-- START OF Record excerpts --

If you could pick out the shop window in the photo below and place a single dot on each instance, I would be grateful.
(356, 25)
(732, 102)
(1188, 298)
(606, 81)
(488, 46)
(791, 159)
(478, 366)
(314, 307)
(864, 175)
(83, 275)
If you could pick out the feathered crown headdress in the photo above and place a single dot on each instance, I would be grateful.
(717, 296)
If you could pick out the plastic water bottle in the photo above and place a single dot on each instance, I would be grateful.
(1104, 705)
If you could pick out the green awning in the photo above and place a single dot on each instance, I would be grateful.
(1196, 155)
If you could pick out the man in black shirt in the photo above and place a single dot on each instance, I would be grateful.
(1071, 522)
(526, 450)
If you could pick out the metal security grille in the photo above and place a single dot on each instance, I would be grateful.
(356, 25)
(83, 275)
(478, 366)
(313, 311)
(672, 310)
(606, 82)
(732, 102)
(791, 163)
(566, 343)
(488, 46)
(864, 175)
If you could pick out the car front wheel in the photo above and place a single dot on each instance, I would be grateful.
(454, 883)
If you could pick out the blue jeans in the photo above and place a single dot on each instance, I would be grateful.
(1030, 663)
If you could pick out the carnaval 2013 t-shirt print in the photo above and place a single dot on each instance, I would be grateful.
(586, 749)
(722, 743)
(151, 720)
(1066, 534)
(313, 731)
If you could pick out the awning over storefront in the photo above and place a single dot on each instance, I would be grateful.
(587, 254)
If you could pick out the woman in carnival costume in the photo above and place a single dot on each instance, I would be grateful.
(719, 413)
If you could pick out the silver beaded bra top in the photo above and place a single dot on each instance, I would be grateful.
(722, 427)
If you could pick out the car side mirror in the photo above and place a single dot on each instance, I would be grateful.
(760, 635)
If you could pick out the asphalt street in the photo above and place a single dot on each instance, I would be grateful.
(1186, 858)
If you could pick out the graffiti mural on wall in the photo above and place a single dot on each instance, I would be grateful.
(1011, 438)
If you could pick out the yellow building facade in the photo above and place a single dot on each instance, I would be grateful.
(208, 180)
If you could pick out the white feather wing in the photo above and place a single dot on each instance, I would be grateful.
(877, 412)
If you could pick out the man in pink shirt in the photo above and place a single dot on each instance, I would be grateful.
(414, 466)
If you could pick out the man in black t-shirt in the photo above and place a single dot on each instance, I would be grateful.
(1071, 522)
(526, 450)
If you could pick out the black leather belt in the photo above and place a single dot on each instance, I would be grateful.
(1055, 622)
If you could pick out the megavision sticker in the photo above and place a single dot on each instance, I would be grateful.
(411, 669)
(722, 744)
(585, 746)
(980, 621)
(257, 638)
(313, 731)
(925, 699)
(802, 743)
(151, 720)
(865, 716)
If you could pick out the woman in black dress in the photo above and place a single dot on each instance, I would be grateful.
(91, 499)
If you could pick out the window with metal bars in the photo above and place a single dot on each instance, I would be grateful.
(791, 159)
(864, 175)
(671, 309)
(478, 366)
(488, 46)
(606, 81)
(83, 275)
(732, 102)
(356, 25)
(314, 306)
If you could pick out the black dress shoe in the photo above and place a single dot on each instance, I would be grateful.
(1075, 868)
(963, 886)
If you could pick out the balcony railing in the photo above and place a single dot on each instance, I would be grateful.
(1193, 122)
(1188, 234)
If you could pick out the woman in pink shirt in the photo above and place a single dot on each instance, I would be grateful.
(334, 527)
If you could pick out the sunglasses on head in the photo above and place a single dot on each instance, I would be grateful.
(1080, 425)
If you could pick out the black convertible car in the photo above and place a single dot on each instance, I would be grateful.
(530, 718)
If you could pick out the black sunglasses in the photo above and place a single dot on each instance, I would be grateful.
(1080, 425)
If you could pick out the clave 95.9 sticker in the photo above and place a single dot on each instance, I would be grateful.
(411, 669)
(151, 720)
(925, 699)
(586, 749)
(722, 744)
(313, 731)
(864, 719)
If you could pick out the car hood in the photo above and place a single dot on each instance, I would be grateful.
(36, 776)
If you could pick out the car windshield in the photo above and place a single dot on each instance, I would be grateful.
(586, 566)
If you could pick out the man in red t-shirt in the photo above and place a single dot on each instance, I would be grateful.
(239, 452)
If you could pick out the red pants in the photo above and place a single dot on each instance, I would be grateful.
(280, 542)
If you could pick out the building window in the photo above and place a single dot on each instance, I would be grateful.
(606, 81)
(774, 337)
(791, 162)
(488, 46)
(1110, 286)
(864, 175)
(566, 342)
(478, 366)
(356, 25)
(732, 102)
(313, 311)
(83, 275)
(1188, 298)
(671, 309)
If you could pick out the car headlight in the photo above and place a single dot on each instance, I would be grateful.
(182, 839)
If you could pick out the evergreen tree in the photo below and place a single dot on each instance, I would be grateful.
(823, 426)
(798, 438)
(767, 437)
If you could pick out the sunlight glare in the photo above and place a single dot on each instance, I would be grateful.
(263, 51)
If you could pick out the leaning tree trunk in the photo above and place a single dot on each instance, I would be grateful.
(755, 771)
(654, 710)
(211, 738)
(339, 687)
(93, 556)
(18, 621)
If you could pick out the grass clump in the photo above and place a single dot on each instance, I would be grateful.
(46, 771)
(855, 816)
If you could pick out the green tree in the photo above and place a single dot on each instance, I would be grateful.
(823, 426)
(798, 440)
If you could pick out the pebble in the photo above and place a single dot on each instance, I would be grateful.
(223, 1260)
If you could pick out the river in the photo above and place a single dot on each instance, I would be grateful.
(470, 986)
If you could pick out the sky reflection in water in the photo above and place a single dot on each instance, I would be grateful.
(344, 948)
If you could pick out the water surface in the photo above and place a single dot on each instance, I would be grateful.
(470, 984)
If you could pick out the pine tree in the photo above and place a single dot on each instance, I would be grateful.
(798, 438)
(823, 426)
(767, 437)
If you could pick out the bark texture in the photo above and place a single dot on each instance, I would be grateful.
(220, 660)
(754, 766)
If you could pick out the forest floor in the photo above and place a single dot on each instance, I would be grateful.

-- END OF Record excerpts --

▸ **Directions**
Put every item above into a numbered list, one line per entry, and leave out any blank lines.

▸ **Solved problem**
1. If you could pick out the shop window in the photo below and place a single dot on each instance, I would be grateful.
2. (356, 25)
3. (732, 102)
4. (1188, 298)
5. (606, 81)
6. (488, 46)
7. (791, 159)
8. (478, 366)
9. (314, 307)
10. (864, 175)
11. (83, 275)
12. If you could pick out the feathered crown headdress in the photo above and place a single dot on each instance, I would be grateful.
13. (717, 296)
14. If you could pick out the plastic water bottle in the photo above and place a single dot on each instance, I would be grateful.
15. (1104, 705)
16. If you could pick out the green awning in the photo above and place a single dot on each instance, I would be grateful.
17. (1196, 155)
18. If you could pick out the man in black shirt in the photo above and place a single dot on each instance, I would be grateful.
19. (1071, 522)
20. (526, 450)
21. If you could pick out the metal security grille in the photo above and place a single dot on each instance, I would be grateful.
22. (356, 25)
23. (83, 275)
24. (478, 366)
25. (313, 311)
26. (672, 310)
27. (606, 82)
28. (732, 102)
29. (791, 163)
30. (566, 343)
31. (488, 46)
32. (864, 175)
33. If you could pick out the car front wheel in the photo above and place a single dot on each instance, I would be grateful.
34. (454, 883)
35. If you could pick out the blue jeans in the photo above and place a single dot on each instance, I would be grateful.
36. (1030, 663)
37. If you could pick out the carnaval 2013 t-shirt print in the photo above and place a single dot on each instance, I would be grateful.
38. (586, 749)
39. (722, 743)
40. (151, 720)
41. (1066, 534)
42. (313, 731)
43. If you could pick out the awning over storefront in the photo above and place a single dot on each instance, I would be grateful.
44. (587, 254)
45. If you could pick out the woman in carnival costume in the photo above and place a single dot on each instance, I would be grateful.
46. (719, 413)
47. If you could pick out the silver beaded bra top in the photo above and place a single dot on each instance, I would be grateful.
48. (722, 427)
49. If you could pick out the car side mirror in the photo above and place a single dot on each instance, I would be grateful.
50. (760, 635)
51. If you could pick out the asphalt street in the photo above and place a single dot on each instance, I would be grateful.
52. (1186, 858)
53. If you could pick out the graffiti mural on wall in the photo above and place a single dot on each instance, I would be grateful.
54. (1011, 438)
55. If you could pick out the yellow building facade in the photo above and place a single dot on each instance, I would be grateful.
56. (208, 180)
57. If you could pick out the white feather wing in the photo above and place a single dot on each instance, I would be grateful.
58. (877, 412)
59. If you could pick out the man in pink shirt in the photo above and place a single dot on each instance, I would be grateful.
60. (414, 466)
61. If you could pick out the man in black t-shirt in the photo above and place a single dot on each instance, I would be grateful.
62. (1071, 522)
63. (526, 450)
64. If you could pick out the black leather belt in the photo above and place a single dot on each instance, I would be grateful.
65. (1055, 622)
66. If you could pick out the megavision sticker in the photo above and place a single dot on each instance, I would be grateful.
67. (411, 669)
68. (722, 744)
69. (585, 746)
70. (980, 621)
71. (257, 638)
72. (313, 731)
73. (925, 699)
74. (802, 743)
75. (151, 720)
76. (865, 716)
77. If you could pick out the woman in black dress in the photo above and place a single dot on each instance, I would be grateful.
78. (91, 499)
79. If you could pick out the window with metal bars in the photo above and place a single dot on each instance, I would be grateful.
80. (791, 159)
81. (864, 175)
82. (671, 309)
83. (478, 366)
84. (488, 46)
85. (606, 81)
86. (83, 275)
87. (732, 102)
88. (356, 25)
89. (314, 306)
90. If you could pick out the black dress shoe in the photo above and place a single dot on each instance, I would be grateful.
91. (1075, 868)
92. (963, 886)
93. If you could pick out the balcony railing in the photo above and place a single dot on each instance, I would be grateful.
94. (1193, 122)
95. (1188, 234)
96. If you could pick out the woman in pink shirt in the photo above and place a single dot on each instance, I would be grateful.
97. (334, 527)
98. If you could pick out the sunglasses on head in the photo above and place a single dot on each instance, I would be grateful.
99. (1080, 425)
100. If you could pick out the black convertible car in the photo above and place a single dot on each instance, I would be grateful.
101. (530, 718)
102. If you could pick out the black sunglasses in the photo above and place a single dot on each instance, I would be grateful.
103. (1080, 425)
104. If you could pick out the clave 95.9 sticker in the photo above and place a single dot on each instance, I would be grateful.
105. (411, 669)
106. (151, 720)
107. (925, 699)
108. (586, 749)
109. (722, 744)
110. (313, 731)
111. (864, 719)
112. If you could pick out the car hood in the photo above and place a single dot on each instance, I would be grateful.
113. (36, 776)
114. If you could pick out the car windshield in the photo above and place a single dot on each instance, I would be grateful.
115. (586, 566)
116. If you could pick out the man in red t-shirt in the photo above and place a single dot on each instance, I would be grateful.
117. (239, 452)
118. If you could pick out the red pants in the photo above and place a single dot on each instance, I would be grateful.
119. (280, 542)
120. If you could pick out the building window in the photo above and place a single dot on each instance, I would be grateful.
121. (606, 81)
122. (774, 337)
123. (791, 162)
124. (488, 46)
125. (1110, 286)
126. (864, 175)
127. (566, 342)
128. (478, 366)
129. (356, 25)
130. (732, 102)
131. (313, 311)
132. (83, 275)
133. (1188, 298)
134. (671, 309)
135. If you could pick out the car headlight in the photo above and place a single dot on each instance, I would be grateful.
136. (182, 839)
137. If you could pick out the evergreen tree in the photo below and place a single dot on each instance, I would be grateful.
138. (823, 426)
139. (798, 438)
140. (767, 437)
141. If you could pick out the sunlight glare in the photo above and place a single dot on each instance, I would be grateful.
142. (263, 51)
143. If you could pick out the leaning tree trunk in the photo above and place a single dot on each instance, I would be grateful.
144. (755, 771)
145. (654, 710)
146. (211, 738)
147. (339, 687)
148. (93, 556)
149. (18, 621)
150. If you could pick out the grass clump in the photo above and place a single dot on each instance, I would be grateful.
151. (46, 771)
152. (855, 816)
153. If you could pick out the green tree in the photo above and place a single dot on each instance, I would be grateful.
154. (823, 426)
155. (798, 440)
156. If you could pick out the pebble in the photo above and place a single dot on each instance, I would be grateful.
157. (223, 1260)
158. If you could pick out the river in the photo above and place a single dot on each instance, I would be grateful.
159. (470, 986)
160. If you could pick out the sky reflection in water in the photo above and place a single dot on each instance, I would be grateful.
161. (344, 948)
162. If you could pick out the water surface in the photo above and place a single dot on each instance, I would be grateful.
163. (470, 984)
164. If you could pick out the pine tree in the photo above and place a single dot on each instance, I would be grateful.
165. (798, 438)
166. (823, 426)
167. (767, 437)
168. If you could pick out the bark texture in the photo above and place a single dot on each instance, I would be grateful.
169. (220, 660)
170. (754, 766)
171. If you could pick out the forest floor in the photo above and place a single dot on each instance, I would be grateful.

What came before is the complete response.